### EXERCISE DESCRIPTION
Rewrite the material below, replacing "chrome door handle" with "brass door handle" everywhere and changing nothing else. Omit the pictures from your answer.

### INPUT RECORDS
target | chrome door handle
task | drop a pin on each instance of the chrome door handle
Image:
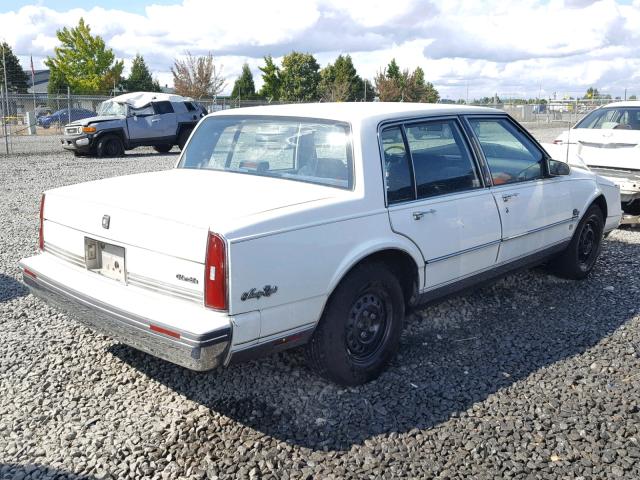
(419, 215)
(507, 196)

### COMPLETED TASK
target | brass door handle
task | drop a pin on each instance of the brass door handle
Image:
(419, 215)
(507, 196)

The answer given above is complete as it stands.